• [Stated task]:
Find the line that contains "[tag] one dot per instance, sample [122,31]."; then retype it and each line after it, exactly, through the final line of the data below.

_ _ _ _ _ _ _

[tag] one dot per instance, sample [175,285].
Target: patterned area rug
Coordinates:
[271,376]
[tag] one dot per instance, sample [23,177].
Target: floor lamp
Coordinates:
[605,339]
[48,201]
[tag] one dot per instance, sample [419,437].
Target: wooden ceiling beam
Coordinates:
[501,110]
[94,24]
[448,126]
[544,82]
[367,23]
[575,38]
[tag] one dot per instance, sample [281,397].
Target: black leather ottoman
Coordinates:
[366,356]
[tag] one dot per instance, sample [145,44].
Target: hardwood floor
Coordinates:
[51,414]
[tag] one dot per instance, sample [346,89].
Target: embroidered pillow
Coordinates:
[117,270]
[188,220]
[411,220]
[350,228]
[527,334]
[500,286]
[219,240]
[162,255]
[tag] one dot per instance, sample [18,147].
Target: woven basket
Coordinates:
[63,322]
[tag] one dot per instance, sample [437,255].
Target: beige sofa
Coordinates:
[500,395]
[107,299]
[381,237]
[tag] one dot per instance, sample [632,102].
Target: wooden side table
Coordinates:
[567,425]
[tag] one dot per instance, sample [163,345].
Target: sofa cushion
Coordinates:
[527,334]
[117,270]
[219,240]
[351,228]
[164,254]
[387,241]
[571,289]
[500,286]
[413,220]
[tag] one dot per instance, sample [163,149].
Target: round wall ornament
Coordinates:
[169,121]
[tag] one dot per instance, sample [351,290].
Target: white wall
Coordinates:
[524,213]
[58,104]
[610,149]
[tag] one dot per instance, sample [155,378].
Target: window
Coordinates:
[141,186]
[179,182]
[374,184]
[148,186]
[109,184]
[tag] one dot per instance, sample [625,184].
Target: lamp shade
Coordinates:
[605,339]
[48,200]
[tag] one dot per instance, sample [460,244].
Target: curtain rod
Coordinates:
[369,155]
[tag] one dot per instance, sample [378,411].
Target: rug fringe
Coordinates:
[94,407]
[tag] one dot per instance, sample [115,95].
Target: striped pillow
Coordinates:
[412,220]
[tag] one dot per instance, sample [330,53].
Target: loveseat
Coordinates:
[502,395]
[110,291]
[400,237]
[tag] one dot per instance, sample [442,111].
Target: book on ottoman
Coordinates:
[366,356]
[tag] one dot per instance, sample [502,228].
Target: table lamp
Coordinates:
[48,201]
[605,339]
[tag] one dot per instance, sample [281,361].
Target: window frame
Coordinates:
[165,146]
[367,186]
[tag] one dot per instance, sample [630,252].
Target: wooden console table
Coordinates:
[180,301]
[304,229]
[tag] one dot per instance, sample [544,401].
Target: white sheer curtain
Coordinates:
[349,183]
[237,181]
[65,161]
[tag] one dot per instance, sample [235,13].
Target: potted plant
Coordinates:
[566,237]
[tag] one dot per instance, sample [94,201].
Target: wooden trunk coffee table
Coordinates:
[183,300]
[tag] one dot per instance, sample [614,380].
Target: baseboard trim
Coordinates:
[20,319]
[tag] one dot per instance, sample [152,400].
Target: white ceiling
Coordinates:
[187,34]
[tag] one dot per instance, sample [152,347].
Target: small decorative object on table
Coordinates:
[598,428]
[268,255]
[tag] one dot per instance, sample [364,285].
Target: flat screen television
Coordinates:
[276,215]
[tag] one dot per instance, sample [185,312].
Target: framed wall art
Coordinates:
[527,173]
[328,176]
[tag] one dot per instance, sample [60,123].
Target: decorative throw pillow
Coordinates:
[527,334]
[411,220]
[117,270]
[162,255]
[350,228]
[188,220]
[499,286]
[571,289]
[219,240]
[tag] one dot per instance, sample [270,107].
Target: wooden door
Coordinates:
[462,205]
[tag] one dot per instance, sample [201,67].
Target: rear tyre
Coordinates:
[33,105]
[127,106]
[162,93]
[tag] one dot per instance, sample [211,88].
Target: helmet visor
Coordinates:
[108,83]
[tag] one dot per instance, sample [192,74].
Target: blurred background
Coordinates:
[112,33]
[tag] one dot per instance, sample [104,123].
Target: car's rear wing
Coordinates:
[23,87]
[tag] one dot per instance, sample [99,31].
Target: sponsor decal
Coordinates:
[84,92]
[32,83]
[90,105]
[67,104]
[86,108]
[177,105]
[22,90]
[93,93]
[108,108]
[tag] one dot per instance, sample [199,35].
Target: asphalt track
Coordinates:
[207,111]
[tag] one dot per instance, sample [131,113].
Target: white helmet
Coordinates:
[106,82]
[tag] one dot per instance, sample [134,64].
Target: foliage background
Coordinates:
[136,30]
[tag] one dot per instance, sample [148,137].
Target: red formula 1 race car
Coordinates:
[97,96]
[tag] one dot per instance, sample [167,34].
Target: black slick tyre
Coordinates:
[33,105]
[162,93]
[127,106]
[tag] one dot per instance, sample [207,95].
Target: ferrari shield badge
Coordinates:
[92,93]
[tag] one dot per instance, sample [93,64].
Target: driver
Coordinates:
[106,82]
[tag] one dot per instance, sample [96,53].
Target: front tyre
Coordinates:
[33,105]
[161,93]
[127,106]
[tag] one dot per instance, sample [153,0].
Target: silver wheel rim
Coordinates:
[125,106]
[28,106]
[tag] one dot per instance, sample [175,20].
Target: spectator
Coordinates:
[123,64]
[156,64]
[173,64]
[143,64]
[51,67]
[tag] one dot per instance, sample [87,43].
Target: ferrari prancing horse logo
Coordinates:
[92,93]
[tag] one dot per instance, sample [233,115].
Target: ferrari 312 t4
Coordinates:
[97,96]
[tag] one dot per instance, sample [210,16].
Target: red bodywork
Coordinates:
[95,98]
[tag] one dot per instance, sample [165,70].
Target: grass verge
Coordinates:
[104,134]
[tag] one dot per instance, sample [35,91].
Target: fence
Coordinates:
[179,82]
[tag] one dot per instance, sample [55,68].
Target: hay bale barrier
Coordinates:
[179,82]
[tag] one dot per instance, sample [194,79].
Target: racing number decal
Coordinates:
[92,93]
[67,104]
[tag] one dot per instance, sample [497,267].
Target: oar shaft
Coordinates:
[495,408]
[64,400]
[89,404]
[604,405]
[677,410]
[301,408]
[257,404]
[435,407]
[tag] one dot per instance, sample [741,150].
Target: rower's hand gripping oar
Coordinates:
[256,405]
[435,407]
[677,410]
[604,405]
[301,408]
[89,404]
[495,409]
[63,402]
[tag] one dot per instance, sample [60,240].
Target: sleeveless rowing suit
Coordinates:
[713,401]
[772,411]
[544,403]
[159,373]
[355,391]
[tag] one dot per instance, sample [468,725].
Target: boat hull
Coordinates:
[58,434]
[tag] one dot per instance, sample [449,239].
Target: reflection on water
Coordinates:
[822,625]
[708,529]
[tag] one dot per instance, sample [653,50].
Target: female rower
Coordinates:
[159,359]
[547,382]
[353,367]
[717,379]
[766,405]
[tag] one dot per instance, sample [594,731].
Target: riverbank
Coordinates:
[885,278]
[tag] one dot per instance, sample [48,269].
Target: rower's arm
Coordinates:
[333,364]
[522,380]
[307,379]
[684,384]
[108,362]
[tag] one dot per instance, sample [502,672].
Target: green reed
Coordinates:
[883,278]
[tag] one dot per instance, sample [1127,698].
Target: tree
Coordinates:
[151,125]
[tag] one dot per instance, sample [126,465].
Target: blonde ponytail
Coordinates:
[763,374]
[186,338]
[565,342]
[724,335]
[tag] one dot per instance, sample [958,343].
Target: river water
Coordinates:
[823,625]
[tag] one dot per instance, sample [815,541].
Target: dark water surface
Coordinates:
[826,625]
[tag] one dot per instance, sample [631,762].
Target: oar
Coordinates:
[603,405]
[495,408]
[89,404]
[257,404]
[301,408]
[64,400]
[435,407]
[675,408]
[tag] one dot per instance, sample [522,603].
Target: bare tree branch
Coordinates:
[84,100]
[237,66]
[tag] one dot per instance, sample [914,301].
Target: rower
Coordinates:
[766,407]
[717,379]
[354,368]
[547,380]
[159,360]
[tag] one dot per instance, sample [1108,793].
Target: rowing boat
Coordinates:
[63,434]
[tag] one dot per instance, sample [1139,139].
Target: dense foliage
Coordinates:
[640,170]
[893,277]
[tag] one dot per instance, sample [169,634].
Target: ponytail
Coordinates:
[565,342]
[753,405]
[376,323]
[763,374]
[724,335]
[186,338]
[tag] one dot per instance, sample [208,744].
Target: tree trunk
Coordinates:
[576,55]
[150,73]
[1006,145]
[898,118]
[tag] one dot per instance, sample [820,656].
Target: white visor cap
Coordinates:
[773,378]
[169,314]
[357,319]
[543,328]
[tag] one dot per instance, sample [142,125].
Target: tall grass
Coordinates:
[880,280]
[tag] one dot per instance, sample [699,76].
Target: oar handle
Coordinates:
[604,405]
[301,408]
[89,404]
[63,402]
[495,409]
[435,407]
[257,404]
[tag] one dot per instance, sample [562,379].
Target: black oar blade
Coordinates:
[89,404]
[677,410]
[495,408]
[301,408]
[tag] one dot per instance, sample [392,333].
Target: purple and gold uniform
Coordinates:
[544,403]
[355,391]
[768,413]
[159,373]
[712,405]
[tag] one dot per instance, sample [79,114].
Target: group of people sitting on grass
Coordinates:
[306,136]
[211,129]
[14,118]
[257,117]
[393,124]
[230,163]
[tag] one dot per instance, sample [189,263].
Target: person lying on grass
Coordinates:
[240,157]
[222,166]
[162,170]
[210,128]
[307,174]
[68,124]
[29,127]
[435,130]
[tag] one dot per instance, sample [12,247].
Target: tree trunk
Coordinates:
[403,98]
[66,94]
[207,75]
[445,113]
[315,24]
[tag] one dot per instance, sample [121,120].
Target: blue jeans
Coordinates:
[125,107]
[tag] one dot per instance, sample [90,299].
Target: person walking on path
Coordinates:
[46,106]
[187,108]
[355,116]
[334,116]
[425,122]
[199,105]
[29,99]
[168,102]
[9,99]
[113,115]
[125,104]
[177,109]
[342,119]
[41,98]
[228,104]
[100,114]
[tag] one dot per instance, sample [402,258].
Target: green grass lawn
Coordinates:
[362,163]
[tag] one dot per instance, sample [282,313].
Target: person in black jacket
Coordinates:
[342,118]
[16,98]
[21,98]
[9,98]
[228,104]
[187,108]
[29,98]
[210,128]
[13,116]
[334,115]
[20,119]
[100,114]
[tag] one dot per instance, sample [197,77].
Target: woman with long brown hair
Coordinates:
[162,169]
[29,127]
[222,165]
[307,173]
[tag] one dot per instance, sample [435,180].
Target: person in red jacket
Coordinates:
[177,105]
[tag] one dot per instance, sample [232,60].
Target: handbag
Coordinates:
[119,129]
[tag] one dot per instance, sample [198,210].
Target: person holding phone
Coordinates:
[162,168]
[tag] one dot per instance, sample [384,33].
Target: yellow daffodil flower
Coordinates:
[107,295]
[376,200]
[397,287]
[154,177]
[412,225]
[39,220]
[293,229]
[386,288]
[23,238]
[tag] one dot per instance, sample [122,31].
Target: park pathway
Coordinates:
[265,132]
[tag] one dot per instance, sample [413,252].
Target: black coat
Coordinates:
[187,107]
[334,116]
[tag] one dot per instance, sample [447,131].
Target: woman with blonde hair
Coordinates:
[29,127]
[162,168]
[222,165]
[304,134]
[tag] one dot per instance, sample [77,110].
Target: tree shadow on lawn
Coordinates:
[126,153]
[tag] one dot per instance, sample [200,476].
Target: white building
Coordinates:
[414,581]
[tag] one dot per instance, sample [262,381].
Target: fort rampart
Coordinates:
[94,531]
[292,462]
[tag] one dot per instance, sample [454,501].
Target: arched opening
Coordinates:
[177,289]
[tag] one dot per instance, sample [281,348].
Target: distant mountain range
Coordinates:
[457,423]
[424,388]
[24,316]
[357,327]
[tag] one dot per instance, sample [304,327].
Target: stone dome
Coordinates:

_ _ _ _ _ _ _

• [Expected answer]:
[tag] one dot per instance, sample [122,31].
Target: park pathway
Coordinates:
[265,132]
[tag] one dot per instance, sample [413,252].
Target: black coat
Coordinates:
[187,107]
[334,116]
[tag] one dot per instance, sample [447,131].
Target: woman with blonde hair
Coordinates:
[29,127]
[162,168]
[222,165]
[304,134]
[tag] one dot per instance, sample [77,110].
Target: tree shadow on lawn
Coordinates:
[126,153]
[tag] one dot per instance, sample [200,476].
Target: white building
Coordinates:
[414,581]
[tag] one dot per instance, sample [262,381].
Target: fort rampart
Coordinates:
[94,531]
[292,462]
[tag] one dot per instance, sample [454,501].
Target: arched opening
Coordinates:
[177,289]
[tag] one dot per instance, sample [281,348].
Target: distant mountain range
Coordinates:
[457,423]
[424,388]
[24,316]
[357,327]
[tag] one dot per instance, sample [304,327].
Target: stone dome
Coordinates:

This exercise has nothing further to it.